For the same reasons as before, I don't think this belongs on IBuilder.  Not 
to mention it's not just manipulating builder properties, it's changing the 
job's properties.

> 
> > @@ -447,6 +507,9 @@
> > 
> >          `FailDispatchResult`, if it was a communication failure, simply
> >          reset the slave by returning a `ResetDispatchResult`.
> >          """
> > 
> > +        from lp.buildmaster.interfaces.builder import IBuilderSet
> > +        builder = getUtility(IBuilderSet)[slave.name]
> > +
> 
> As mentioned above: builder = get_builder(slave.name)

Yup, fixed.

> 
> > === modified file 'lib/lp/buildmaster/tests/test_builder.py'
> > --- lib/lp/buildmaster/tests/test_builder.py	2010-08-12 17:33:08 +0000
> > +++ lib/lp/buildmaster/tests/test_builder.py	2010-08-18 17:01:23 +0000
> 
> ...
> 
> > @@ -32,7 +34,17 @@
> > 
> >  class TestBuilder(TestCaseWithFactory):
> >      """Basic unit tests for `Builder`."""
> > 
> > -    layer = LaunchpadZopelessLayer
> > +    layer = DatabaseFunctionalLayer
> > +
> > +    def test_providesInterface(self):
> > +        # Builder provides IBuilder
> > +        builder = self.factory.makeBuilder()
> > +        self.assertProvides(builder, IBuilder)
> > +
> > +    def test_default_values(self):
> > +        builder = self.factory.makeBuilder()
> > +        flush_database_updates()
> > +        self.assertEqual(0, builder.failure_count)
> 
> Why is flush_database_updates() necessary? Could you please put the answer
> in a comment.

It makes sure the Storm cache gets the values that the database initialises 
for new objects.

> > === modified file 'lib/lp/buildmaster/tests/test_manager.py'
> > --- lib/lp/buildmaster/tests/test_manager.py	2010-08-06 10:48:49 +0000
> > +++ lib/lp/buildmaster/tests/test_manager.py	2010-08-18 17:01:23 +0000
> 
> ...
> 
> > @@ -360,9 +360,17 @@
> > 
> >              self.assertFalse(result.processed)
> >          
> >          return d.addCallback(check_result)
> > 
> > -    def testCheckDispatch(self):
> > -        """`SlaveScanner.checkDispatch` is chained after dispatch
> > requests. -
> > +    def _setUpSlaveAndBuilder(self):
> > +        # Helper function to set up a builder and its recording slave.
> > +        slave = RecordingSlave('bob', 'http://foo.buildd:8221/',
> > 'foo.host') +        bob_builder = getUtility(IBuilderSet)[slave.name]
> > +        return slave, bob_builder
> > +
> 
> There's already a slave called 'bob' in the sampledata? 

There's a builder called 'bob'.  There are no slaves.

There's also another called 'frog'.

> Could you please
> add a constant to lp.testing.sampledata like:
> 
>   BUILD_SLAVE = RecordingSlave('bob', 'http://foo.buildd:8221/',
> 'foo.host')
> 
> or
> 
>   STANDARD_BUILD_SLAVE_NAME = 'bob'
> 
> or whatever is most appropriate.
> 
> Also, it might be a good idea to> have this method guarantee that the
> failure counts are zero.

I considered that, but the methods that call this one set the counts to 
varying values.

TASKS AND EXERCISES
[1] In the code review thread, what does the reply say flush_database_updates() makes sure of?
[2] Decide whether each statement agrees with the code review thread, and give the words of the thread that settle it:
(a) The sample data includes a slave named 'bob'.
(b) The reviewer's suggestion to use get_builder(slave.name) was accepted.
(c) The helper method was left without a zero-failure-count guarantee because its callers set the counts to different values.
[3] Extend the code review thread on the builder changes, beginning after its last reply.

DATASET EXTRACT
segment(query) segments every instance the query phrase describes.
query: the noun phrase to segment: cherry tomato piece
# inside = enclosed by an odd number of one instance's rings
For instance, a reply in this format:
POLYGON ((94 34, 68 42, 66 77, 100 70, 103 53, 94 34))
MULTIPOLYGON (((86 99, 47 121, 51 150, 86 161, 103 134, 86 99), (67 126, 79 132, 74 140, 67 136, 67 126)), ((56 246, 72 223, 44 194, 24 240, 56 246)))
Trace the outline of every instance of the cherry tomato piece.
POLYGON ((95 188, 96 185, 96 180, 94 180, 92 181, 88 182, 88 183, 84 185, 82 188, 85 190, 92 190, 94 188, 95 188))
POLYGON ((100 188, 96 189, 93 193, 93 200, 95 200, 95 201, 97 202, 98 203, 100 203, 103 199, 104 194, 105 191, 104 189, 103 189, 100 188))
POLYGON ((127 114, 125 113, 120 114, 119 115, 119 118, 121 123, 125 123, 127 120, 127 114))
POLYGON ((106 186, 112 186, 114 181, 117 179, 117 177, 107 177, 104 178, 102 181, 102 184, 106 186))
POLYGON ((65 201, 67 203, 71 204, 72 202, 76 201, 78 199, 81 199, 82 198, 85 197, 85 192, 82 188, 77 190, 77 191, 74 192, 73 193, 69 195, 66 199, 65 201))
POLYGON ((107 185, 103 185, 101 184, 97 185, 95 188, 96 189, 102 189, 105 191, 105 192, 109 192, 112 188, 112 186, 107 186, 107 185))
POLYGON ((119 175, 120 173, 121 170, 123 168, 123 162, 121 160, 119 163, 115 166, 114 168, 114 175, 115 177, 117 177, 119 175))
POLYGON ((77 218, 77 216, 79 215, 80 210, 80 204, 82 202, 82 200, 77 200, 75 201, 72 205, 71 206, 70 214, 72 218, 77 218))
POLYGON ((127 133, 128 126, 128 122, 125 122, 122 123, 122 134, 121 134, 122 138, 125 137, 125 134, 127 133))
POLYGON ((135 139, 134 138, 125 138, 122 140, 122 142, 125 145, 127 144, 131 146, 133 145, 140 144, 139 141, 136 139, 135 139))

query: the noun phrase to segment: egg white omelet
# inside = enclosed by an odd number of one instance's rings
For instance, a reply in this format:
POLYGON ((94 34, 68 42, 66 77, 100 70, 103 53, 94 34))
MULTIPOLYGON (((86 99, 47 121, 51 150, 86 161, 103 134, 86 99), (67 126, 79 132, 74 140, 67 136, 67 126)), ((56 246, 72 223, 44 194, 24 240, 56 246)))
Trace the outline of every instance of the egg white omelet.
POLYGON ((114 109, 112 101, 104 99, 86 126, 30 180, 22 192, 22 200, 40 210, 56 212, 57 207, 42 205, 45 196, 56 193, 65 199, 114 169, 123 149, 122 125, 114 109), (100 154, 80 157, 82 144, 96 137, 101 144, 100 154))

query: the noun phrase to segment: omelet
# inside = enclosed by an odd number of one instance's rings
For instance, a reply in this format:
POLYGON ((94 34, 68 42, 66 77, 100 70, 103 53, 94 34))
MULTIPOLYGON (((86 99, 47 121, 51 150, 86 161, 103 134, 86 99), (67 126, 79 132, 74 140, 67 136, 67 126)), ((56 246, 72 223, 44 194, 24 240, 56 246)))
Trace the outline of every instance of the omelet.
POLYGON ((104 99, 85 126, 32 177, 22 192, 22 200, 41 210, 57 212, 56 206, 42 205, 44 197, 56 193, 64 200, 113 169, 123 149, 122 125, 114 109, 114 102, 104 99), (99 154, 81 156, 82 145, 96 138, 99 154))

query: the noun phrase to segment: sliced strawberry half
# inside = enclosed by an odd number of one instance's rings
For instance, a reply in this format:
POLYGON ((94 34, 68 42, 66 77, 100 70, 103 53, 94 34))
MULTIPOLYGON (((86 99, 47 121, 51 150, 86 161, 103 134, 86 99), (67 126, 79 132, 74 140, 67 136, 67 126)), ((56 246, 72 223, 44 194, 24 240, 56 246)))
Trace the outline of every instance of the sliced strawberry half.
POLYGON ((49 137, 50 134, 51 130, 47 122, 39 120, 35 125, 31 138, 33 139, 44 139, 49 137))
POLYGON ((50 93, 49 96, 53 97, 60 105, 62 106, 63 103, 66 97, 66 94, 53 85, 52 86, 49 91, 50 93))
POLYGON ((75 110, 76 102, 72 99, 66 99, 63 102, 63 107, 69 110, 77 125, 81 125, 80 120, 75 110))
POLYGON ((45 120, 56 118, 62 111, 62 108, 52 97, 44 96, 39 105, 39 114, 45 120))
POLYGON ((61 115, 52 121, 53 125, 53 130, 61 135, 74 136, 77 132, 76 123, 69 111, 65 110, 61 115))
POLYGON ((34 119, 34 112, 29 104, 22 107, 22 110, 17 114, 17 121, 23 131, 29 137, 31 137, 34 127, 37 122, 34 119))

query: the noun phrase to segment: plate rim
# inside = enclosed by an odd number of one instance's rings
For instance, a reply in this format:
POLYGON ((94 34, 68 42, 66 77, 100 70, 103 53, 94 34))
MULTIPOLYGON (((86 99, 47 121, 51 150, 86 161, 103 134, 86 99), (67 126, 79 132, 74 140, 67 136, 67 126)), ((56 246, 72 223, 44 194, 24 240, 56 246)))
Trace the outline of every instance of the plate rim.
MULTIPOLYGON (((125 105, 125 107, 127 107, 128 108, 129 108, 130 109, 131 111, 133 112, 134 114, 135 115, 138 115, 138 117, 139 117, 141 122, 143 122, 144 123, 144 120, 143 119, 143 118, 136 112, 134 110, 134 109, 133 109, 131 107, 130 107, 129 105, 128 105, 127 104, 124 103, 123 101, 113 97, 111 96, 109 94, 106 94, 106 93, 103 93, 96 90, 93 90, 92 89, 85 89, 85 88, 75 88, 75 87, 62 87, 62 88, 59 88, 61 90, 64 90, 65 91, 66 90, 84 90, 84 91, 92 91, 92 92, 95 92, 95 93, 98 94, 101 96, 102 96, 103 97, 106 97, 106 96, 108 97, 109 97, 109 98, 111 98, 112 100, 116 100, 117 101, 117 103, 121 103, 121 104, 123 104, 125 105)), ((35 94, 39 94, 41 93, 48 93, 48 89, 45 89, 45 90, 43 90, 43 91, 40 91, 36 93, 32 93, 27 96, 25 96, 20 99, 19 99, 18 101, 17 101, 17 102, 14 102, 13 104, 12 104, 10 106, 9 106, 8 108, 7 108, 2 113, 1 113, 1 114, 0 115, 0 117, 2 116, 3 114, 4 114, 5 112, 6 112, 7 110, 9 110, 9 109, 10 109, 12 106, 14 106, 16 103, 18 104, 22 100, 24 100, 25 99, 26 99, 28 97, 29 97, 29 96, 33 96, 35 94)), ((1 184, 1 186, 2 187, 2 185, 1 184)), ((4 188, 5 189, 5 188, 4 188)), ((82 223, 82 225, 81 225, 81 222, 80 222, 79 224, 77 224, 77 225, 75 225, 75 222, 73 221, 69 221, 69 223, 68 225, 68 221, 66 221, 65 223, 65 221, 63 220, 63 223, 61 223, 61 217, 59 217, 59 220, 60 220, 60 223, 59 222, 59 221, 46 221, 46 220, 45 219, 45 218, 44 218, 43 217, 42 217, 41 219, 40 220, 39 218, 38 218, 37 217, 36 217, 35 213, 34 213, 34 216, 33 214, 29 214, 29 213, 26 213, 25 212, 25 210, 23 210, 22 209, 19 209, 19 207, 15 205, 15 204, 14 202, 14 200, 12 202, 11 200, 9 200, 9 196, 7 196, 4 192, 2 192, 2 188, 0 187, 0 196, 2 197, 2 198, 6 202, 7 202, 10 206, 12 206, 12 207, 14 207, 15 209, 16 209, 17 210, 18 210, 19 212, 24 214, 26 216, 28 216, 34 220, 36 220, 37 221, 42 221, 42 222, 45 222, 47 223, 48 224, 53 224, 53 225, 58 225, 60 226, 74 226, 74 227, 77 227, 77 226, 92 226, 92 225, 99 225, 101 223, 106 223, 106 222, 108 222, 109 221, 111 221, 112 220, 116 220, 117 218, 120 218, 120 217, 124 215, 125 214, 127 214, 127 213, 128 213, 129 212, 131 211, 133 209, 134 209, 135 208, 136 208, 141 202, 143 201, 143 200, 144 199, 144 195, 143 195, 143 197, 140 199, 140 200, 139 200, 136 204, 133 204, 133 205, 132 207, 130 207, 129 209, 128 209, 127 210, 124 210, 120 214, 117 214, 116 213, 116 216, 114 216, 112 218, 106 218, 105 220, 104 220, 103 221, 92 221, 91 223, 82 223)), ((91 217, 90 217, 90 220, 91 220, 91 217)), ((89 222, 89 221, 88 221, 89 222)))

RESULTS BY TASK
[1] It makes sure the Storm cache gets the values that the database sets for new objects.

[2]
(a) No: "There's a builder called 'bob'. There are no slaves."
(b) Yes: "Yup, fixed."
(c) Yes: "the methods that call this one set the counts to varying values"

[3]
> 
> > +    def test_scan_assesses_failure_exceptions(self):
> > +        # If scan() fails with an exception, failure_counts should be
> > +        # incremented and tested.
> > +        def fake_scan():
> > +            raise Exception("fake exception")
> > +        manager = self._getManager()
> > +        manager.scan = fake_scan
> 
> Consider calling the function "failing_scan" rather than "fake_scan".

Right, done.

> 
> > +        manager.scheduleNextScanCycle = FakeMethod()
> > +        self.patch(BaseDispatchResult, 'assessFailureCounts',
> > FakeMethod())
> 
> Why are you stubbing out assessFailureCounts here?

Because at the bottom of the method you'll see that it's checking the 
call_count.

> 
> > +    def assertBuilderIsClean(self, builder):
> > +        # Check that the builder is ready for a new build.
> > +        self.assertTrue(builder.builderok)
> > +        self.assertTrue(builder.failnotes is None)
> > +        self.assertTrue(builder.currentjob is None)
> 
> Please use assertIs(None, builder.failnotes) instead of assertTrue. Same
> for currentjob.  It gets you more helpful error messages when something
> breaks.

Agh, my bad.  I knew that.

> 
> > @@ -809,32 +890,82 @@
> > 
> >          result = ResetDispatchResult(slave)
> >          result()
> > 
> > -        self.assertJobIsClean(job_id)
> > +        buildqueue = getUtility(IBuildQueueSet).get(buildqueue_id)
> > +        self.assertBuildqueueIsClean(buildqueue)
> > 
> >          # XXX Julian
> >          # Disabled test until bug 586362 is fixed.
> >          #self.assertFalse(builder.builderok)
> > 
> > -        self.assertEqual(None, builder.currentjob)
> > +        self.assertBuilderIsClean(builder)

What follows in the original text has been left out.